Source data:
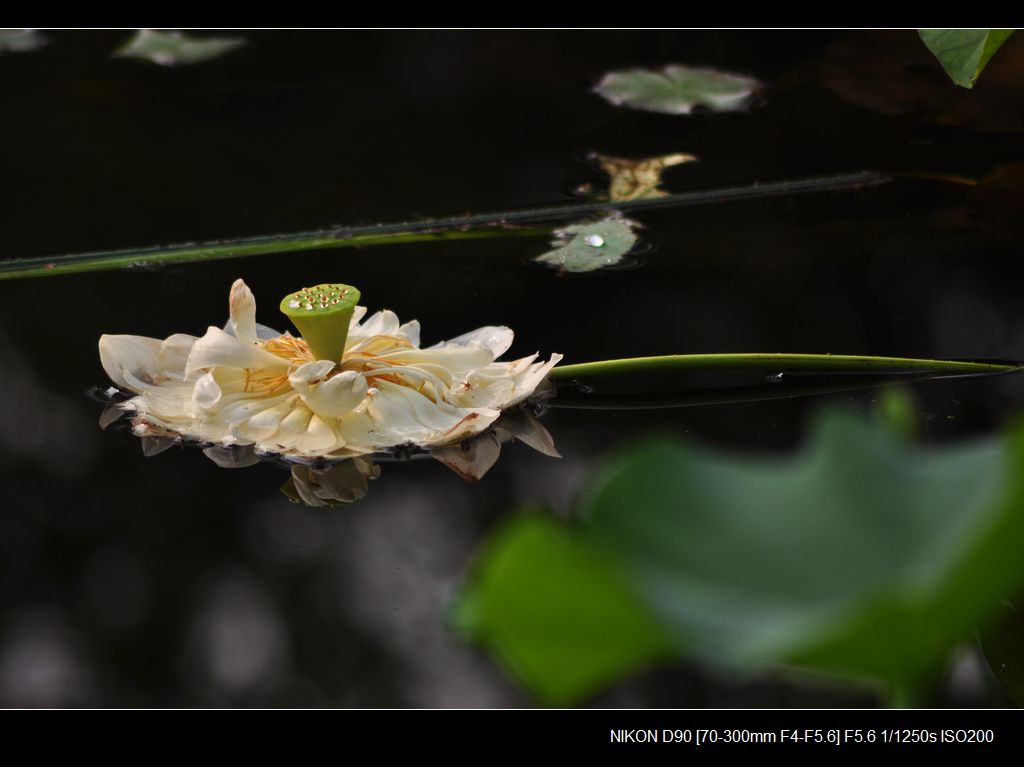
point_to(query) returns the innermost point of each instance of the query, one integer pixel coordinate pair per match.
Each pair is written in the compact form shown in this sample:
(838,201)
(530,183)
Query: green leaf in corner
(1003,644)
(964,53)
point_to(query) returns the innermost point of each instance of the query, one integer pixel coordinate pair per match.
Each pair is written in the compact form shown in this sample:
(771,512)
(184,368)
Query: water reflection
(320,482)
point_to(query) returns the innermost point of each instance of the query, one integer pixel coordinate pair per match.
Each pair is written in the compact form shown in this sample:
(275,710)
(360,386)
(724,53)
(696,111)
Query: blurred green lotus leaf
(559,615)
(964,53)
(864,557)
(173,48)
(677,90)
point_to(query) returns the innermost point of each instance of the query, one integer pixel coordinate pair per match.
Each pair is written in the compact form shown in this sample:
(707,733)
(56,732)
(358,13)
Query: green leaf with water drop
(1003,645)
(964,53)
(864,557)
(591,246)
(677,90)
(173,48)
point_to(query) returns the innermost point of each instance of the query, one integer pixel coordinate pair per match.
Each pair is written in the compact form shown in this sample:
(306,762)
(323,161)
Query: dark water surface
(165,581)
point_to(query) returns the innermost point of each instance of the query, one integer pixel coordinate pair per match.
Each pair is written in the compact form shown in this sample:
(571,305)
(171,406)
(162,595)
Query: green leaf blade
(964,53)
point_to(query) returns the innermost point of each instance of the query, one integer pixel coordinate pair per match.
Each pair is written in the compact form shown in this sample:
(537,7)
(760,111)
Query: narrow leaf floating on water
(173,48)
(638,179)
(862,557)
(591,246)
(677,89)
(20,41)
(777,361)
(964,53)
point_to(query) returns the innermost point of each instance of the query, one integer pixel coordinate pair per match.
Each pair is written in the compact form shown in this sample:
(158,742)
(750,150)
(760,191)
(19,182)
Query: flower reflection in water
(343,481)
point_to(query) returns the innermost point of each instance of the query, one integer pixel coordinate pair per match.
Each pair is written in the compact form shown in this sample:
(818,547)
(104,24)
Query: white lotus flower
(247,384)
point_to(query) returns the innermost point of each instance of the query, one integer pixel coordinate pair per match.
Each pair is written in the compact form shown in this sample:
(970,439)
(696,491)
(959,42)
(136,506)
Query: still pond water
(165,581)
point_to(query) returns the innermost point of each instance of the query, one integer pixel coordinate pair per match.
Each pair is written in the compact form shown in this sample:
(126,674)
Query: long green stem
(780,363)
(451,227)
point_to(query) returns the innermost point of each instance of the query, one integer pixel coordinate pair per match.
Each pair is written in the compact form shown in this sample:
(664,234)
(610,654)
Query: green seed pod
(322,315)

Exercise objective: Leave out the pictures, then copy all the remaining text in the records exactly.

Response below:
point_to(query) returns the innermost point of each instance of the query, one integer pixel coordinate pair per match.
Each pair is written in the compact form shown in this sample:
(838,201)
(530,183)
Query: green leaf in corner
(1003,644)
(964,53)
point_to(query) returns the innermost point of each instance of the query, one integer pixel coordinate pair per match.
Each pair is written in the compact form shown in this sample:
(771,512)
(184,368)
Query: water reflection
(320,482)
point_to(query) returns the innermost point of each instance of the query, one integer pixel coordinate pair per match.
Each pair is written in the compact form shown in this sample:
(275,710)
(360,386)
(724,53)
(696,111)
Query: blurred green lotus leaf
(559,615)
(964,53)
(864,557)
(173,48)
(677,90)
point_to(query) returns the innermost point of each instance of the query, one integer pixel coordinate pair per match.
Each pair is written in the compact form shown in this sample:
(707,733)
(56,732)
(358,13)
Query: green leaf with water drop
(1003,645)
(964,53)
(864,557)
(591,246)
(677,90)
(173,48)
point_to(query) returns the innermost point of each instance of the query, one integer pixel coordinate pair per match.
Each pair is written in the compact form shown in this sample:
(306,762)
(323,161)
Query: dark water surface
(165,581)
point_to(query) returns the innermost point of each instance of the query, one integer pixel coordinate pair per match.
Each pair is written in the compact form shown in this sample:
(571,305)
(171,406)
(162,595)
Query: green leaf blade
(964,53)
point_to(query) returns the innermost point of each instance of the query, one integer pixel coordinate pair per match.
Each pair is written in the compact form shown in this sample:
(537,7)
(760,111)
Query: narrow leaf floating on water
(173,48)
(638,179)
(862,557)
(591,246)
(677,89)
(20,41)
(777,361)
(964,53)
point_to(query) returns the innermost point of each instance of the query, one integer pixel coordinate pair per match.
Each pair is written in the compact form shown in this sample:
(158,742)
(750,150)
(760,191)
(19,182)
Query: flower reflection in water
(343,481)
point_to(query) returns the innermost point of each instance of the query, one integer pixel coordinate pair per match.
Each pair is written in the compact form shown in this sample:
(818,547)
(104,24)
Query: white lotus flower
(247,384)
point_to(query) returns the innermost point of each instance of the query, one integer pixel coordinate pair per match.
Each pair is written in the compact form shown in this sample:
(970,439)
(696,491)
(959,42)
(136,506)
Query: still pond water
(165,581)
point_to(query) returns the innermost point of each instance of the query, one integer pixel coordinate pair per match.
Each pair is written in the compact form shown in this sample:
(126,674)
Query: long green stem
(780,363)
(451,227)
point_to(query) returns the innermost point of each instance of the query, one integer pixel coordinate pair per match.
Each pair is written in the compact form shown in this sample:
(664,234)
(610,654)
Query: green seed pod
(322,315)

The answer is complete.